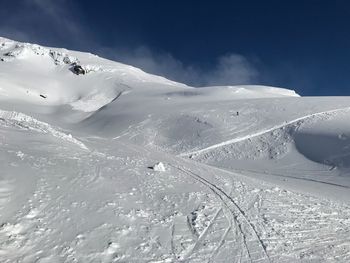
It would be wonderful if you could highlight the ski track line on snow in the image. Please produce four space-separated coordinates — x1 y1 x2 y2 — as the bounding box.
170 164 248 261
208 225 231 263
233 168 350 189
179 106 350 157
181 207 222 260
170 222 177 260
171 165 271 263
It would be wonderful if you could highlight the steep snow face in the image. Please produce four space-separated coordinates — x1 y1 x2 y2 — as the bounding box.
189 104 350 201
0 38 303 148
2 37 350 262
295 109 350 168
0 38 186 111
0 38 298 112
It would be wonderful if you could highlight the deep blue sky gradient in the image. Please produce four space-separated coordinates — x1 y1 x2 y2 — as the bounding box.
1 0 350 95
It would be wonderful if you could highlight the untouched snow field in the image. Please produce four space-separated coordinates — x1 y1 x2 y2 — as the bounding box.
1 37 350 262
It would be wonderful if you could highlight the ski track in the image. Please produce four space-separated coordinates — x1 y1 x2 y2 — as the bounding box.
180 106 350 157
165 156 350 262
181 207 222 260
172 165 271 263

::::

**Work to complete**
Only the lines from the one containing "It would be wonderful if you could highlight the deep" through the last line of the material should be returned, each one exactly as written.

**Output of the exercise**
It would be wonderful if you could highlight the deep blue sky gradient in the image. Please produce four space-separated coordinates — x1 y1 x2 y2 — as the bounding box.
1 0 350 95
It would be wonderful if you could highlight the untouched snow field in the image. Please produce four space-separated coordinates — x1 y1 x2 y2 — as the bounding box.
1 37 350 262
It would be wonderful if you could highlight the ski track in the image. Please produce four space-separated coordinates — x1 y1 x2 y2 — as the bounding box.
180 106 350 157
165 156 350 262
181 207 222 260
172 165 271 263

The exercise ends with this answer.